Ott v. Kelley

Decision Date15 January 1934
Docket Number6232
Citation252 N.W. 269,64 N.D. 361
CourtNorth Dakota Supreme Court

Appeal from an Order of the District Court of Grant County Lembke, J.

Affirmed.

Nilles Oehlert & Nilles, for appellant.

The right to a change of venue is one that may be waived, and this may be done impliedly as well as expressly. 40 Cyc. 124; Tubbs v. Embree, 35 N.Y.S. 320; Mackeller v Rogers, 109 N.Y. 468, 17 N.E. 350; Coleman v. Hayes, 87 N.Y.S. 12; Schaaf v. Denniston, 106 N.Y.S. 168.

He who applies for a change of place of trial has the burden of establishing such facts as will warrant the trial court in ordering the change. 41 N.D. 361, 170 N.W. 875; Kramer v. Heins, 34 N.D. 507, 158 N.W. 1061; Robertson Lumber Co. v. Jones, 13 N.D. 112, 99 N.W. 1082; Crosby v. Minneapolis, St. P. & S. Ste. M.R. Co. 57 N.D. 447, 451, 222 N.W. 476; McConnon & Co. v. Sletten, 55 N.D. 388, 213 N.W. 483.

* Task prompt: From the Ott v. Kelley decision, extract the passage from "Decision Date15 January" up to and including "106 N.Y.S. 168.", reproducing it word for word.

* Data section:
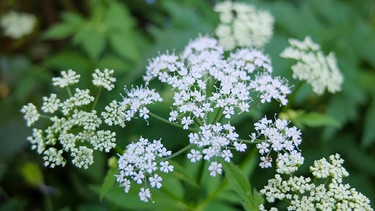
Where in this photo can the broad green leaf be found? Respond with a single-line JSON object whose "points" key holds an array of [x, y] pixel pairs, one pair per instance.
{"points": [[32, 174], [68, 59], [125, 46], [314, 119], [181, 173], [72, 23], [241, 185], [118, 17], [59, 31], [109, 181], [92, 41]]}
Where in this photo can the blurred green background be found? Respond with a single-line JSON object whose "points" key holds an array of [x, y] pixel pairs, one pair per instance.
{"points": [[123, 34]]}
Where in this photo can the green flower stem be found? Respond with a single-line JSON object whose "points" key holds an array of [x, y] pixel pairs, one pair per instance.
{"points": [[183, 205], [292, 96], [223, 185], [69, 92], [97, 98], [219, 115], [171, 123]]}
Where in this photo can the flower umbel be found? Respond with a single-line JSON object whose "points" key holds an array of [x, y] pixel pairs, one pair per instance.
{"points": [[330, 194], [73, 130], [280, 138], [139, 165], [312, 66], [242, 25]]}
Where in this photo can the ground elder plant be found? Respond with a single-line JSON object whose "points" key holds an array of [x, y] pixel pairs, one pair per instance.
{"points": [[214, 81]]}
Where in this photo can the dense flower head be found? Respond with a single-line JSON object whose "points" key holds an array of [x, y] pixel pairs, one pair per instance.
{"points": [[206, 82], [242, 25], [104, 79], [17, 24], [313, 66], [73, 131], [139, 164], [213, 142], [136, 100], [278, 137], [330, 194]]}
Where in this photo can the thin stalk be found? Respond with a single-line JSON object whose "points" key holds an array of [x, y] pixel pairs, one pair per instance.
{"points": [[97, 98], [292, 96], [69, 92], [219, 116]]}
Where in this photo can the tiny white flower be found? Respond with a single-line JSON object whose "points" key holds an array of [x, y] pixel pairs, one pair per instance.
{"points": [[155, 181], [215, 168], [31, 114], [104, 79], [144, 194]]}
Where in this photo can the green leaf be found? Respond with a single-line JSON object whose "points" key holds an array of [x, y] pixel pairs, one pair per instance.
{"points": [[241, 185], [59, 31], [92, 42], [181, 173], [118, 17], [314, 119], [68, 59], [72, 23], [125, 46], [32, 174], [111, 61], [109, 180]]}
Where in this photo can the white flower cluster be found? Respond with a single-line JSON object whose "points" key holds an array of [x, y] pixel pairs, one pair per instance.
{"points": [[139, 164], [17, 24], [73, 129], [206, 84], [313, 66], [280, 138], [330, 194], [214, 141], [136, 101], [242, 25], [210, 89]]}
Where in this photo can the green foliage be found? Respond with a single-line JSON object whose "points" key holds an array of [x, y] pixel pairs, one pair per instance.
{"points": [[122, 35]]}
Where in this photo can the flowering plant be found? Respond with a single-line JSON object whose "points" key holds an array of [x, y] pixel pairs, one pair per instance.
{"points": [[216, 82]]}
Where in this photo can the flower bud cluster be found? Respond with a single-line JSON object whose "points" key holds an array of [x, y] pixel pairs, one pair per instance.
{"points": [[73, 130]]}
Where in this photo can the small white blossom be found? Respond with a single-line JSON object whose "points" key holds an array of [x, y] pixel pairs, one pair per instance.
{"points": [[194, 156], [136, 100], [312, 66], [155, 181], [53, 157], [114, 114], [76, 132], [144, 194], [278, 137], [16, 24], [215, 168], [165, 167], [104, 79], [242, 25], [329, 194], [31, 114], [82, 157], [67, 78], [50, 104], [37, 141], [138, 164]]}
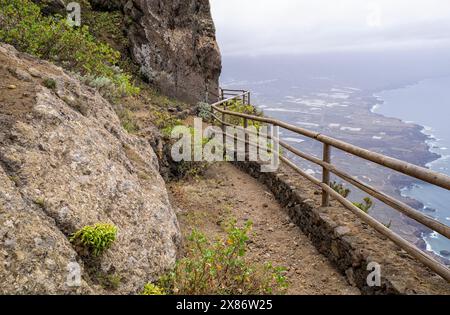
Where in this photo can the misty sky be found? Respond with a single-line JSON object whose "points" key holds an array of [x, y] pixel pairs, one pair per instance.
{"points": [[258, 27]]}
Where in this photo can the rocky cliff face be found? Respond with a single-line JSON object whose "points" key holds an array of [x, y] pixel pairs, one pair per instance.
{"points": [[174, 43], [65, 162]]}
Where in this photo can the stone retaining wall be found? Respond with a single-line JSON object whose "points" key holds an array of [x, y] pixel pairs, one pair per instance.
{"points": [[349, 243]]}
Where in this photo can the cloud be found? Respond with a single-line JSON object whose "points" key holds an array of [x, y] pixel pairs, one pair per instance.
{"points": [[255, 27]]}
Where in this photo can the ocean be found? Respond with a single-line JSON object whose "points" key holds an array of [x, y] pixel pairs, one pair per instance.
{"points": [[427, 104], [393, 104]]}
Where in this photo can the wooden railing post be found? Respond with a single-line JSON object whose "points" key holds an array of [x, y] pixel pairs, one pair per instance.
{"points": [[246, 137], [326, 175], [224, 129]]}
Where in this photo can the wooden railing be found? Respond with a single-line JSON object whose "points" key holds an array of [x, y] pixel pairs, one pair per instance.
{"points": [[403, 167]]}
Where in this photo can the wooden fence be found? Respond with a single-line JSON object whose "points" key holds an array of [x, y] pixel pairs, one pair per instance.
{"points": [[325, 163]]}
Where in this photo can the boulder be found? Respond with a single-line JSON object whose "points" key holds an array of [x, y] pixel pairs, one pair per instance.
{"points": [[66, 162]]}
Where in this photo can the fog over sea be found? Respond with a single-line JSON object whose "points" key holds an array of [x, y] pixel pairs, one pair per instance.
{"points": [[342, 94], [428, 104]]}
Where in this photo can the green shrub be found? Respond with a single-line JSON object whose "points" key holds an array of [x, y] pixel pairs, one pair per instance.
{"points": [[366, 205], [221, 268], [96, 238], [51, 37], [239, 107], [49, 84], [204, 111], [151, 289]]}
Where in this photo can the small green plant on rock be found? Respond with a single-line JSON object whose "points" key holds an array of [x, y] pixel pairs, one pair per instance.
{"points": [[366, 205], [49, 84], [221, 267], [96, 238], [204, 111], [152, 289]]}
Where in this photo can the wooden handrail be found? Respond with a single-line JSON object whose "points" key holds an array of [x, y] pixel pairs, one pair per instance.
{"points": [[403, 167]]}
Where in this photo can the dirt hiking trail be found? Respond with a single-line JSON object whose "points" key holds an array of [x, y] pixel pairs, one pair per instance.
{"points": [[225, 192]]}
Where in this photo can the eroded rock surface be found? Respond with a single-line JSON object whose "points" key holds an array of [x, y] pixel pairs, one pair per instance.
{"points": [[65, 162], [174, 43]]}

* Complete answer:
Decision Date15 January 1934
Docket Number6232
Citation252 N.W. 269,64 N.D. 361
CourtNorth Dakota Supreme Court

Appeal from an Order of the District Court of Grant County Lembke, J.

Affirmed.

Nilles Oehlert & Nilles, for appellant.

The right to a change of venue is one that may be waived, and this may be done impliedly as well as expressly. 40 Cyc. 124; Tubbs v. Embree, 35 N.Y.S. 320; Mackeller v Rogers, 109 N.Y. 468, 17 N.E. 350; Coleman v. Hayes, 87 N.Y.S. 12; Schaaf v. Denniston, 106 N.Y.S. 168.